• Exercise prompt
Once the line containing "Where can you spot the clear" is found, set down that line and each one after it exactly, through the end of the entries.

====== Excerpted data

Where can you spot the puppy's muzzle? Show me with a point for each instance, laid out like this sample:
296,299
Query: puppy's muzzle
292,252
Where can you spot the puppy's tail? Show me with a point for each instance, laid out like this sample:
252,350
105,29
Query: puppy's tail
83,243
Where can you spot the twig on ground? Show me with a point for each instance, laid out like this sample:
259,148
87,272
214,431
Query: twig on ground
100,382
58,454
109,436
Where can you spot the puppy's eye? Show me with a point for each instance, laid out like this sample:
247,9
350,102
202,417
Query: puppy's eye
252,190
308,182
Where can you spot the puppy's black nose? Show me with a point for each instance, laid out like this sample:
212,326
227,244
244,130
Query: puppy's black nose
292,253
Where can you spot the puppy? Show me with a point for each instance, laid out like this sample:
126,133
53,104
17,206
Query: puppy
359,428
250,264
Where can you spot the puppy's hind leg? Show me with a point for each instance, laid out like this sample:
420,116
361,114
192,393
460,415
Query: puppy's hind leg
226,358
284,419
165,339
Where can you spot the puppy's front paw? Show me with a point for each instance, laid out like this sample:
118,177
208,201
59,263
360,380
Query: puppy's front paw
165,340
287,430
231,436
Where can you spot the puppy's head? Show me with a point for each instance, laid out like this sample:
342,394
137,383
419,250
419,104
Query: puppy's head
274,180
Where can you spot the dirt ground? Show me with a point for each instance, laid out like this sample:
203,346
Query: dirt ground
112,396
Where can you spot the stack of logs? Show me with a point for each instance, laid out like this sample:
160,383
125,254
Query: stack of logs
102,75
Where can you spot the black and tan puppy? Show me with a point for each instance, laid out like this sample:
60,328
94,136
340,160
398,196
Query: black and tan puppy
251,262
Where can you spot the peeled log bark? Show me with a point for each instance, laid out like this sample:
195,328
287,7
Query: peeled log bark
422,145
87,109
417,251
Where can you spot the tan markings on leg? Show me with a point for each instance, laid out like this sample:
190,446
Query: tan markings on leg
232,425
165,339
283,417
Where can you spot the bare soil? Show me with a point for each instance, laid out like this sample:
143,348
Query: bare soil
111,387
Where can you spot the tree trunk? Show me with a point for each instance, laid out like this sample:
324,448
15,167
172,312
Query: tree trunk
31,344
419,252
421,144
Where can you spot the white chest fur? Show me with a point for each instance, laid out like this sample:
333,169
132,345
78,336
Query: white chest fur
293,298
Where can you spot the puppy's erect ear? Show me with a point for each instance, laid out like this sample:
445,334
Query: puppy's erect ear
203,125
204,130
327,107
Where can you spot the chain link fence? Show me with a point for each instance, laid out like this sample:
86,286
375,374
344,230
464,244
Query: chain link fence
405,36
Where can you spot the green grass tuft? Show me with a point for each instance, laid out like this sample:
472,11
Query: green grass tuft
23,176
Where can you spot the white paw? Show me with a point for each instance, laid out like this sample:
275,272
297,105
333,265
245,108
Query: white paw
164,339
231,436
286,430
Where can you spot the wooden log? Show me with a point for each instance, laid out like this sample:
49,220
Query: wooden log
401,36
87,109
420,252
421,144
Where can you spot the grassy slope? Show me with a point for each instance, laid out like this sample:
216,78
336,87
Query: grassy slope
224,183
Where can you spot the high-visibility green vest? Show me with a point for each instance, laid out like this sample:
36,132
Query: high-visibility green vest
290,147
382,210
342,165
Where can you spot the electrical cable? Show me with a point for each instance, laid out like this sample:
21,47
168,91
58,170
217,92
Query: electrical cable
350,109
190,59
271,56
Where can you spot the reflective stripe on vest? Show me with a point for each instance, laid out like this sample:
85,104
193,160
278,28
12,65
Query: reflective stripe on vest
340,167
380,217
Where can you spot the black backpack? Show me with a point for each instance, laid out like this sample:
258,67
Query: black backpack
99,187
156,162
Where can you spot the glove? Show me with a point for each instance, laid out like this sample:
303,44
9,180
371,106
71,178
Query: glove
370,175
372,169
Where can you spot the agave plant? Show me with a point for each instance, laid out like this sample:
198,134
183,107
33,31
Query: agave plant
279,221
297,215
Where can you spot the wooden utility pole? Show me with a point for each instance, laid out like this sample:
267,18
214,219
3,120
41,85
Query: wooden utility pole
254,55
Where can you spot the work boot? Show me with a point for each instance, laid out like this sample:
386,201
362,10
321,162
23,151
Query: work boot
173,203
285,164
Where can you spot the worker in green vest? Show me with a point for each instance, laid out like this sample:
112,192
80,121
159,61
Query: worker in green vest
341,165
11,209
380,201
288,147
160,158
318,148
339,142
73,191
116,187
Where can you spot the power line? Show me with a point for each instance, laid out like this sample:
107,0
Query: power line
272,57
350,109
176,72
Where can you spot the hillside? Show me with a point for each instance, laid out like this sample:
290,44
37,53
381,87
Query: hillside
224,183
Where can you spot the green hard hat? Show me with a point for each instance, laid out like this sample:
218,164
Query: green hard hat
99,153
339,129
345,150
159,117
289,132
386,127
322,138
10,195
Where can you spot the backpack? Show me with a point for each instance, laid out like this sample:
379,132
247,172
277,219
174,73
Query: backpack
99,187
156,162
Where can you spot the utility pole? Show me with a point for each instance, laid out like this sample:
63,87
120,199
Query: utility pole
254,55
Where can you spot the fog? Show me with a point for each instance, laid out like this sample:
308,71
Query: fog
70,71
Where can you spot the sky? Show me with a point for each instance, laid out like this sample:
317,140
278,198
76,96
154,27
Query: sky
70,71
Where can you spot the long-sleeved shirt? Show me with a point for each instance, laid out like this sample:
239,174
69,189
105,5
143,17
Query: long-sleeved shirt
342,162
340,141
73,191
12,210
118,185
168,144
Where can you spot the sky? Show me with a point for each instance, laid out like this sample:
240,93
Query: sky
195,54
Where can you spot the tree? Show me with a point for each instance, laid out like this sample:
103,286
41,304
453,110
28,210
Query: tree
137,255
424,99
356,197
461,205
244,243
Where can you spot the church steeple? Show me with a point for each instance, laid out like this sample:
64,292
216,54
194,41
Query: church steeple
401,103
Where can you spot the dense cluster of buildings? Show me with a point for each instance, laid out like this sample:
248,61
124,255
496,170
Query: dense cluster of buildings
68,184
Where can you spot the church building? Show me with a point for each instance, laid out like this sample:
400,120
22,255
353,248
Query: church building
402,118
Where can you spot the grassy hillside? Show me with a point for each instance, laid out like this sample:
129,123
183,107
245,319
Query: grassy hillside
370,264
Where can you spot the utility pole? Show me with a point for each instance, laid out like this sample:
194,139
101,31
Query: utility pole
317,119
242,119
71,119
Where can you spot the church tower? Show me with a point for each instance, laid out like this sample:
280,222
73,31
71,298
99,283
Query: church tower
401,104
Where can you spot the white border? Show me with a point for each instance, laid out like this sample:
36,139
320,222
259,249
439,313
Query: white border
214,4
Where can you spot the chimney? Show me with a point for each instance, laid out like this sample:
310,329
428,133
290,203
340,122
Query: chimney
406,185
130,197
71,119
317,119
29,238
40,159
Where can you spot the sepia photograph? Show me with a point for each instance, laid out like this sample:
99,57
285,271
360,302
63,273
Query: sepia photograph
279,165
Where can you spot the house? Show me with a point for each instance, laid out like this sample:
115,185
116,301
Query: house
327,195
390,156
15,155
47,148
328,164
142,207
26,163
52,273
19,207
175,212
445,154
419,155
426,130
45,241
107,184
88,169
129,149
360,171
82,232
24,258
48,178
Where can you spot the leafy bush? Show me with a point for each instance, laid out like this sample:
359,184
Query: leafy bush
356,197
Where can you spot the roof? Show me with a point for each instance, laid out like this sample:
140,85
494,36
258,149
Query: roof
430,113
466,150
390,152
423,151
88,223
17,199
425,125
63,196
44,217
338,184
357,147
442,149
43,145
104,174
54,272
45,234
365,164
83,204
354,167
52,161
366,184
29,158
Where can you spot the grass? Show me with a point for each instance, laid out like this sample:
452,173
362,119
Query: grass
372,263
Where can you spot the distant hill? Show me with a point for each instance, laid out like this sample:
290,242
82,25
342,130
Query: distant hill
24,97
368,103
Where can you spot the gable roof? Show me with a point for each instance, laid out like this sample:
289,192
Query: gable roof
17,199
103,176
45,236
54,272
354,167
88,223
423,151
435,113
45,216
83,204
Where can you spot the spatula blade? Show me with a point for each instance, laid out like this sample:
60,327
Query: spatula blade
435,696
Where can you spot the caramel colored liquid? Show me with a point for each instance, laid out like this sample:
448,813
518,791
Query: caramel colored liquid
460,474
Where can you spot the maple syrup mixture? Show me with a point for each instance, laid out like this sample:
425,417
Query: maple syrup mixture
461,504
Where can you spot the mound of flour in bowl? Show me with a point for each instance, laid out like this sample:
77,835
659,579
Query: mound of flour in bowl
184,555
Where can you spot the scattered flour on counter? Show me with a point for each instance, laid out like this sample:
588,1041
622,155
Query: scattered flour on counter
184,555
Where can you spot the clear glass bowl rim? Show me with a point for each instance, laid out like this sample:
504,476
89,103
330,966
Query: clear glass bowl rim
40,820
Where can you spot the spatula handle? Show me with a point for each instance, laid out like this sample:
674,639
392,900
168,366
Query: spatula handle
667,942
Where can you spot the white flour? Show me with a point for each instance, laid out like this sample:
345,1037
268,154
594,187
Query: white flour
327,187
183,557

============

• Answer section
Where can you spot the clear glass bowl rim? Show me with a point for each instance, laid out like this sample:
504,476
89,103
330,966
Query: clear glass bowl rim
40,820
Where can you spot the spatula handle? Show me with a point for each instance, laid out like this sample:
674,639
392,900
168,366
Query: spatula handle
667,942
Where can you spot the white flour? Show me with a point for each instance, laid out like this sample:
345,1037
268,154
594,187
Query: white flour
327,187
183,557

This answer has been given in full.